Task to complete: Copy the records below, changing each "instance" to "occurrence" and keeping everything else the same. Leave out the pictures.

Dataset records:
— Start —

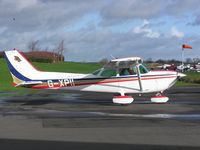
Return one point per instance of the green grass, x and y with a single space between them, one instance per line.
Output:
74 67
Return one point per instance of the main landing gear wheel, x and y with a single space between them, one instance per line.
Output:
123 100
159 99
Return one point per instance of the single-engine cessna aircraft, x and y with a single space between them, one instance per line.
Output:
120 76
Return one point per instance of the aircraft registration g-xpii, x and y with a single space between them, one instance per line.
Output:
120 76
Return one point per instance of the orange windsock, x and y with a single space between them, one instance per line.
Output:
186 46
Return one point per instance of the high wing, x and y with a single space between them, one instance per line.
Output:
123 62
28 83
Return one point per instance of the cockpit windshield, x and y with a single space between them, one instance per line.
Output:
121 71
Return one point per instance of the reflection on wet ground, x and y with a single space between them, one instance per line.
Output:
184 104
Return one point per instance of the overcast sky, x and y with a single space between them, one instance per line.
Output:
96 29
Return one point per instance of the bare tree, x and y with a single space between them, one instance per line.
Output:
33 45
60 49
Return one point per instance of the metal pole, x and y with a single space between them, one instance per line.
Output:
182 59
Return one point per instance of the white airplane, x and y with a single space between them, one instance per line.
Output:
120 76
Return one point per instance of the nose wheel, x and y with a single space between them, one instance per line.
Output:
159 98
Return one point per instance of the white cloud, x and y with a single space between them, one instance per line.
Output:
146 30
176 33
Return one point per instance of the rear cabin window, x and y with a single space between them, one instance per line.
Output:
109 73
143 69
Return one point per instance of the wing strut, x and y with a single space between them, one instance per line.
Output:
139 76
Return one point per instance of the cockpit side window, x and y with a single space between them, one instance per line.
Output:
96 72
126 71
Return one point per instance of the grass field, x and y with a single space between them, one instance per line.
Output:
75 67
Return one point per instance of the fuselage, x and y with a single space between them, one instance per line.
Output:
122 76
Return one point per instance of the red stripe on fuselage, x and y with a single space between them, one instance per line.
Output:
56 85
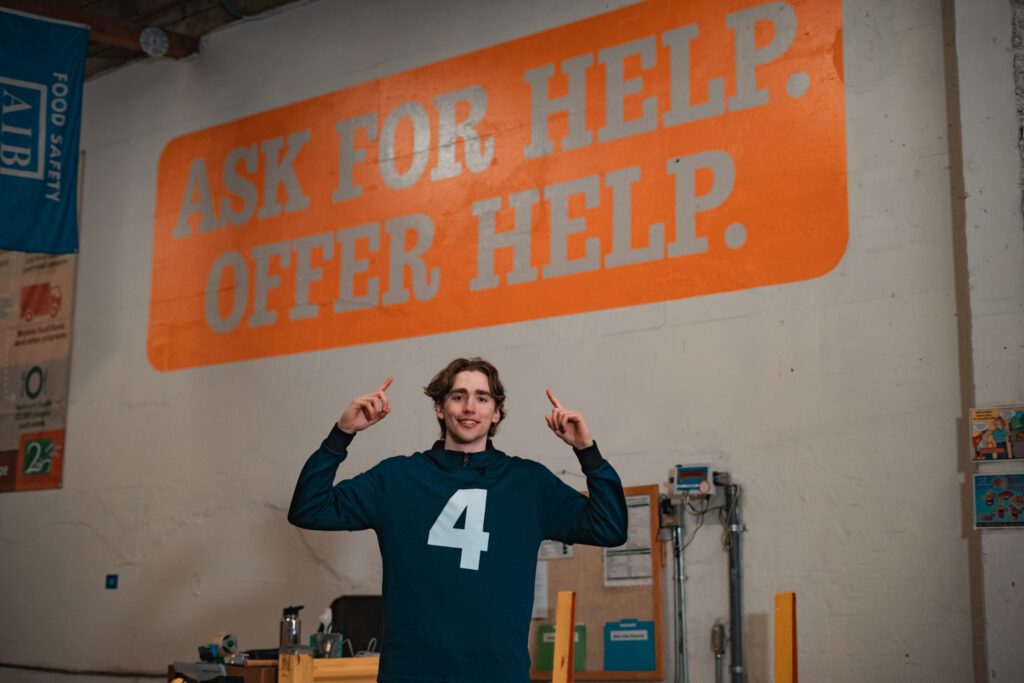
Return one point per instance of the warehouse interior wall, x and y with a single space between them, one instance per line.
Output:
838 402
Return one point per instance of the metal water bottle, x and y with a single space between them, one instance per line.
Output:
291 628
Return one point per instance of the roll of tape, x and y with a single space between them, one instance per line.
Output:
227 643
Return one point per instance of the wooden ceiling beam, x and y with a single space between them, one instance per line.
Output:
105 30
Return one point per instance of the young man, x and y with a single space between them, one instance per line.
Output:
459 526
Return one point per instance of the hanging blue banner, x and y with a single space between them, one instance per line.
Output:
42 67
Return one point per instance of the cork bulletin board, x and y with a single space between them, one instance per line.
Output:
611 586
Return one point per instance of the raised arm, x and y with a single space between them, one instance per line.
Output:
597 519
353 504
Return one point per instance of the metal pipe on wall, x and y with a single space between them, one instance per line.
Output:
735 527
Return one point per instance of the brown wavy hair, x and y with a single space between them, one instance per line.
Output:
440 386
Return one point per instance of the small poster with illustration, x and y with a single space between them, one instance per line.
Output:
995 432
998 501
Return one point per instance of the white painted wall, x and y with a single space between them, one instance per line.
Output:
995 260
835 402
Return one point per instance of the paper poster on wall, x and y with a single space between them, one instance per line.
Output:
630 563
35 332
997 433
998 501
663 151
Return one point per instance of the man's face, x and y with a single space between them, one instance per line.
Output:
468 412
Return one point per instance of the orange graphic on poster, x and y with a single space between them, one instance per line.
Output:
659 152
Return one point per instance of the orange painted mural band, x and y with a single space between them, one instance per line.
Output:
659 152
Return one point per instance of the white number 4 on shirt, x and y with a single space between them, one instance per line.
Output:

— End —

Exercise solution:
Return one point per occurrence of the green grass, x and y with a single space between them, one occurrence per line.
Output:
74 67
Return one point per occurrence of the main landing gear wheel, x and y with a single space between them, one occurrence per line.
Output:
123 100
159 99
Return one point per occurrence of the single-engine cessna aircraft, x and y with a single space between them, one occurrence per line.
Output:
120 76
Return one point per occurrence of the aircraft registration g-xpii, x and y with a single space between them, one occurrence per line.
Output:
120 76
Return one point per occurrence of the orange windsock, x and y with a single space between them, one occurrence per line.
Output:
186 46
Return one point per occurrence of the high wing, x and y with a single space between them, one occurrence per line.
Output:
123 62
28 83
Return one point per occurrence of the cockpit windshield, x and y with a single space between them, one occurrence per line.
Output:
121 71
Return one point per occurrence of the reflection on wet ground, x and y with a single space between them, one occurrence per line.
Output:
184 104
Return one point per occurrence of the overcast sky, x and y with a single space between them, one occurrence per line.
Output:
96 29
Return one point per occurrence of the bare tree, x and y with a single space between them, one occurrence per line.
Output:
33 45
60 49
Return one point per occurrence of the metal pole, x and y with a single space between them, one occurrence per line.
Output:
182 59
Return one point per occurrence of the white airplane, x and y with a single space between them, one occurrence per line.
Output:
120 76
Return one point per occurrence of the nose wheel, x and y with a single space between them, one occurrence per line.
Output:
159 98
Return one point per occurrence of the white cloud, x and y with a single space between them, one occurrence per line.
Output:
146 30
176 33
Return one point per occurrence of the rear cabin window, x and y with a single space between them, one occurrence per line.
Output:
109 73
143 69
Return one point per occurrence of the wing strut, x and y with a single space between them, one occurrence per line.
Output:
139 76
Return one point per occurrence of the cockpit side window, x and y with a single space between them, one occurrence per line.
Output:
96 72
126 71
Return one point per occurrence of the grass field, x and y with a single space between them, one occurrence per line.
Output:
75 67
Return one point per occurrence of the fuselage, x and y with a single space between them, one occurrence per line.
Output:
122 76
Return one point per occurrence of the red stripe on fuselage, x and y with a single space between them, one occurrence per line.
Output:
56 85
Return one point per occurrence of the warehouse interior wall, x and y with a single space between them, one occurrence per line.
Output:
838 402
Return one point per occurrence of the metal water bottle, x and y with a single space between them, one occurrence per line.
Output:
291 628
Return one point per occurrence of the roll of tape, x and y with a single space between them, one occurrence per line.
Output:
227 643
Return one point per occurrence of the wooden ceiling beam, x and y with a single space between them, one occurrence per line.
Output:
105 30
Return one point per occurrence of the young man, x and y with a single space between them, one occurrence per line.
Output:
459 526
Return one point per occurrence of the hanging blue banner, x and y with a single space between them, one occurrence per line.
Output:
42 67
Return one point per occurrence of the cork bulletin board, x and y with a single space between them, one occurrence per line.
Output:
611 586
Return one point per occurrence of the raised arm, x and y with a single space between them, one occurrence per line.
Output:
597 519
353 504
Return one point per occurrence of the metal pipe on wall, x and y with a single space between them, one occurrence per line.
Output:
735 527
Return one point per occurrence of the brown wavy hair, x and y with a single space between them, one occurrence per line.
Output:
440 386
Return one point per occurrence of the small poster with illustration, x and y with a single space between them, one occurrence per line.
Output:
995 432
998 501
Return one point per occurrence of the white painted wall, x and y with a single space between them, one occurrence per line.
Output:
995 260
835 402
Return one point per occurrence of the paper poster on wall, x and y with a single space between them, one occurrence per line.
Output:
630 563
35 332
997 433
998 501
663 151
Return one point per occurrence of the man's face, x and y with a single space between them, one occurrence per line.
Output:
468 412
Return one point per occurrence of the orange graphic on poster, x and y with a single space between them, one occurrence per line.
Output:
659 152
Return one point per occurrence of the orange painted mural band, x and y with a single space between them, one occurrence per line.
Output:
659 152
Return one point per occurrence of the white number 4 on shirt, x and y with a single space between them, one occurrence per line.
Output:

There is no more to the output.